§ Short task
Arrange the records as a Markdown table with the columns "n" and "Line", one numbered row per line with blank lines omitted, beginning at the first line of the records and stopping after the line that contains "[[213, 342, 227, 380]]". Leave the pictures out of the table.

§ Provided information
◇ ◇ ◇ ◇ ◇
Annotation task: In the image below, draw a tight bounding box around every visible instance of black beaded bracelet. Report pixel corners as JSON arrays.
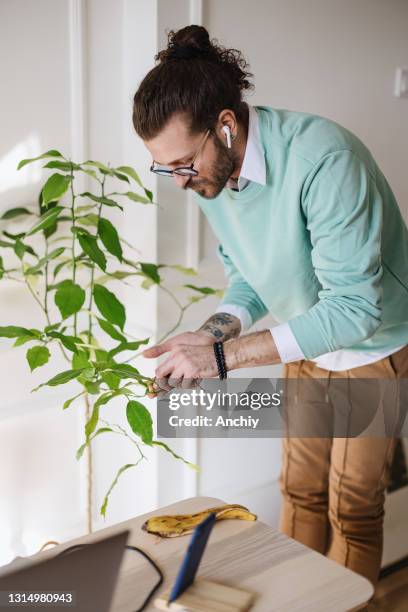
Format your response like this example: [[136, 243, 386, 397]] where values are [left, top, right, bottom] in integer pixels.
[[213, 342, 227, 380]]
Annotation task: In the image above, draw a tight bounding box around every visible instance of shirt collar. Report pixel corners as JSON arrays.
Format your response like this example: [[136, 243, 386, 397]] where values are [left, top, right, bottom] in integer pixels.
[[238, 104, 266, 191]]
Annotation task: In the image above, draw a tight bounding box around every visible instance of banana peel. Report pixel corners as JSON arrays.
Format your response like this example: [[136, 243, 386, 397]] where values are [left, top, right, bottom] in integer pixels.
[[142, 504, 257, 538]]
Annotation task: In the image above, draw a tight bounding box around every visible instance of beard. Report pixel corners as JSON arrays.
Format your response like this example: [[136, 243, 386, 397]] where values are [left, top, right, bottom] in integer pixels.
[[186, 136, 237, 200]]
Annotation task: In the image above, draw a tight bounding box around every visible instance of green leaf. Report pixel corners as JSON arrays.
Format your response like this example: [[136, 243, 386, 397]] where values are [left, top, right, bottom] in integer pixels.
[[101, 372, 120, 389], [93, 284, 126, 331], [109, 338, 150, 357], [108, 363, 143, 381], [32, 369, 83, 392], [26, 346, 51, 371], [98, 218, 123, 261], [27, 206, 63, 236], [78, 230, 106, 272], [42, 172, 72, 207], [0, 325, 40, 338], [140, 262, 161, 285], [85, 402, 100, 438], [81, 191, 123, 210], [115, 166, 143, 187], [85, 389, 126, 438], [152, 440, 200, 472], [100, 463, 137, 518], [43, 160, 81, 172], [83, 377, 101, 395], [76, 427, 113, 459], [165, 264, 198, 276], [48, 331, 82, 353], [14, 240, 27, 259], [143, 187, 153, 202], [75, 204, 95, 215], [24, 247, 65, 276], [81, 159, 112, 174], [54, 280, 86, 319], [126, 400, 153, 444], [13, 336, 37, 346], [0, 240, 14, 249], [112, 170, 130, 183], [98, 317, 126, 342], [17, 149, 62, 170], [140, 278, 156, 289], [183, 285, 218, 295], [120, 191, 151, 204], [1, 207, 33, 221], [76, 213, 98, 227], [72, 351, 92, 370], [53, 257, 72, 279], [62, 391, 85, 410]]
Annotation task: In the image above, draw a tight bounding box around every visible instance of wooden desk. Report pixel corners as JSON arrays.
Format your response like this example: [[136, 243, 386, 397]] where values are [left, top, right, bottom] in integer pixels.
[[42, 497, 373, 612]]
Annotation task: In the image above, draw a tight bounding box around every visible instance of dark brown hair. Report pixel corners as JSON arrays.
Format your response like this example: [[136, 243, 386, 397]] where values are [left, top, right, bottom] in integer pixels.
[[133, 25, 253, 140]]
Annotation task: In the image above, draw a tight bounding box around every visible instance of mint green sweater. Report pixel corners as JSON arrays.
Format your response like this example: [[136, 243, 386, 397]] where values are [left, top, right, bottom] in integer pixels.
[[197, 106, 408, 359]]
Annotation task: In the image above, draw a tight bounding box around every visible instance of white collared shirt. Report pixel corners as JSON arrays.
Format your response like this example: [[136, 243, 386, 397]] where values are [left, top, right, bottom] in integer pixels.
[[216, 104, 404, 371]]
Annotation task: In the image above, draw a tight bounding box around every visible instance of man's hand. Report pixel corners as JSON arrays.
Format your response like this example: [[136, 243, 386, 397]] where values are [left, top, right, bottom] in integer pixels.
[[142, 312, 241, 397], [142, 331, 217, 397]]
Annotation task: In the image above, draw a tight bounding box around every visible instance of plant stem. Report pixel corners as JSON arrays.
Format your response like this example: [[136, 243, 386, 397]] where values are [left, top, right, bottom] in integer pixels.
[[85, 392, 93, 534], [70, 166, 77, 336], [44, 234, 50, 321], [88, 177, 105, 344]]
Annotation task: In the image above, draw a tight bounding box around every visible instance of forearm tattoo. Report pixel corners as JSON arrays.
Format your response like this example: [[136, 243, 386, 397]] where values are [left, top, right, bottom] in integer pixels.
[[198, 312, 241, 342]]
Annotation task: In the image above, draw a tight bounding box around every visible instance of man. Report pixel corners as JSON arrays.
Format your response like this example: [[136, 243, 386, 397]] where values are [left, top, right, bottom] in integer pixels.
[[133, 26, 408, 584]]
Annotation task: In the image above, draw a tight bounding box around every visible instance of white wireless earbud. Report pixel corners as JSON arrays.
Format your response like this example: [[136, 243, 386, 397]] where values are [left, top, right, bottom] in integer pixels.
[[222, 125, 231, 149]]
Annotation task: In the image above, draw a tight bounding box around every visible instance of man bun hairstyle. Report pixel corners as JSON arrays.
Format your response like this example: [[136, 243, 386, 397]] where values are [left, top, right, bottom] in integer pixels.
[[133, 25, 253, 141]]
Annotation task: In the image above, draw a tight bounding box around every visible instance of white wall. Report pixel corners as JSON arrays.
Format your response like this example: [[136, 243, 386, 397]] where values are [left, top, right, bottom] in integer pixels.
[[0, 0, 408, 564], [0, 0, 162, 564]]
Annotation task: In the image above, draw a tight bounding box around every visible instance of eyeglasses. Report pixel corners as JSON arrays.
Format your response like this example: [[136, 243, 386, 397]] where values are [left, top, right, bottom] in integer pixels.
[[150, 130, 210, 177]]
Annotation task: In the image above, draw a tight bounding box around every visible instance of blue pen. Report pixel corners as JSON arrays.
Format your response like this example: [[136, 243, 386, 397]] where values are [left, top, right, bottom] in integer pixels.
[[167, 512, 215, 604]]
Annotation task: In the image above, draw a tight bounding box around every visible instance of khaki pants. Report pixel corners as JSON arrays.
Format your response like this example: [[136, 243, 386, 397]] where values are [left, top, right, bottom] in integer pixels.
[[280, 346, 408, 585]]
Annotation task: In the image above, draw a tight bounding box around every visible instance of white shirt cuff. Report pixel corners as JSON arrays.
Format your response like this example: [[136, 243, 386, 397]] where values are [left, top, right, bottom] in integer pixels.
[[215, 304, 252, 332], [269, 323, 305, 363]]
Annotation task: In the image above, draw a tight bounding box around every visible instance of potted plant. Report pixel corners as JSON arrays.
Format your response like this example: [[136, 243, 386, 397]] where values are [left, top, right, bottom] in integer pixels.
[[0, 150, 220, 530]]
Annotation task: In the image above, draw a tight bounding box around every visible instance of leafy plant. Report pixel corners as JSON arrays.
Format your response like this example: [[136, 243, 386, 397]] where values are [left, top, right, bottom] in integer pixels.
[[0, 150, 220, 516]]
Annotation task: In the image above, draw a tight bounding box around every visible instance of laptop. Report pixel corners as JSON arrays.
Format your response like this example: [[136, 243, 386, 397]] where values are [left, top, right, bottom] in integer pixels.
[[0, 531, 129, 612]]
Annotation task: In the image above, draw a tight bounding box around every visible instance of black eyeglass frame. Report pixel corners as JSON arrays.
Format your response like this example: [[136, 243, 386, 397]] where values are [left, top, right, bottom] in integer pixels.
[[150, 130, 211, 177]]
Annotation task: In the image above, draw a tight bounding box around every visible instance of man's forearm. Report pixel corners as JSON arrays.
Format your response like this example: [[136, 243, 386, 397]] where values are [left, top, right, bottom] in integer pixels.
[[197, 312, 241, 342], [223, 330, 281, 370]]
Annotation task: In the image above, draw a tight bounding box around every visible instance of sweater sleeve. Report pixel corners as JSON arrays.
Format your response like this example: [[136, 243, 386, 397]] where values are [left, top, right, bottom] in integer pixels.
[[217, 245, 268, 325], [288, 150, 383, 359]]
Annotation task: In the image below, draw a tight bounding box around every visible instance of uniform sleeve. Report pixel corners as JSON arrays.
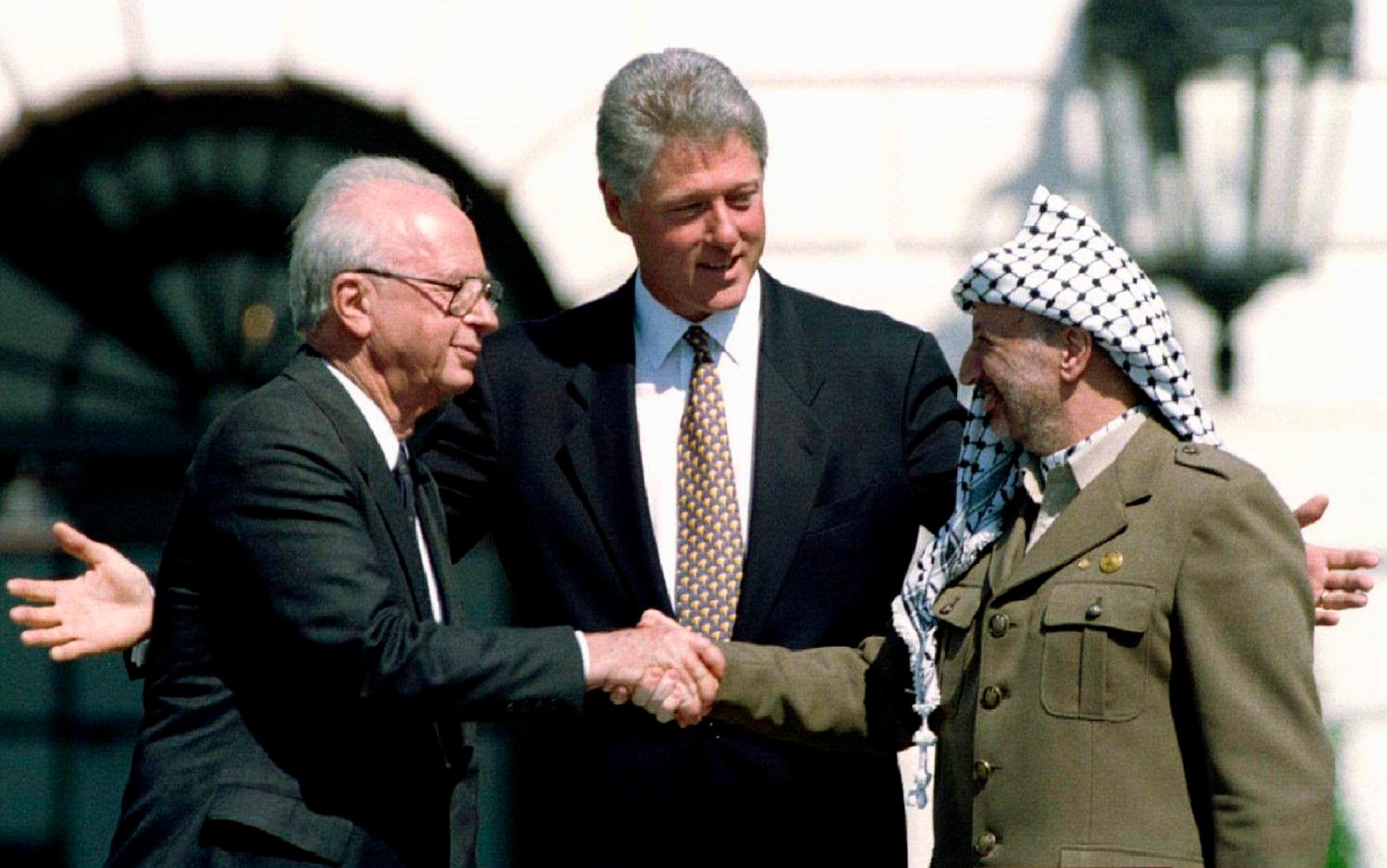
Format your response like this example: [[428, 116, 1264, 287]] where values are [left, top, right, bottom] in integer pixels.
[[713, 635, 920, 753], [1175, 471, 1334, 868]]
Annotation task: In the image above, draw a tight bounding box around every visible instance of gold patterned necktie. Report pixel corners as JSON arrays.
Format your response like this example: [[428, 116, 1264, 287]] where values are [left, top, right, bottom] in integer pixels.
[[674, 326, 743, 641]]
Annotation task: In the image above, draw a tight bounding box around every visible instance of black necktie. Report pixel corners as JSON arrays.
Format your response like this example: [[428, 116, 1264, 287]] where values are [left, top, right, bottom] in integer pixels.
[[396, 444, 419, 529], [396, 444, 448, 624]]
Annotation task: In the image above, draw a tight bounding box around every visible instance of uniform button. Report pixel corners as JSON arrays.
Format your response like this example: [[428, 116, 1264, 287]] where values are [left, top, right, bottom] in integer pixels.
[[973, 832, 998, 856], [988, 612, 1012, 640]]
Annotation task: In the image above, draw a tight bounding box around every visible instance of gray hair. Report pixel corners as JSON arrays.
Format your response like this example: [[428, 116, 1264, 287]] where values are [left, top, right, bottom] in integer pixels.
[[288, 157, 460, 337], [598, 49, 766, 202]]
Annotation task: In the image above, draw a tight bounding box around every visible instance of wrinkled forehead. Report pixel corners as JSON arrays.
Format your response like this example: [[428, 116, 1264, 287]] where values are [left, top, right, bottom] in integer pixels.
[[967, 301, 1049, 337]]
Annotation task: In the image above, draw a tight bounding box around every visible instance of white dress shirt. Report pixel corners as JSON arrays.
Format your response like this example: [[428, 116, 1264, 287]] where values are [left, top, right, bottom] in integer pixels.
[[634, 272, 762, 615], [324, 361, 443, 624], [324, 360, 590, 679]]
◇ ◇ ◇ ◇ ◇
§ Response below
| n | Line |
|---|---|
| 1 | Annotation task: In the image below, draw a tight bounding box around every visible instance of black beaded bracelet. Report pixel corners as JSON arrays. |
| 2 | Format your response like this example: [[136, 243, 386, 397]] where values are [left, top, right, bottom] in integer pixels. |
| 3 | [[213, 342, 227, 380]] |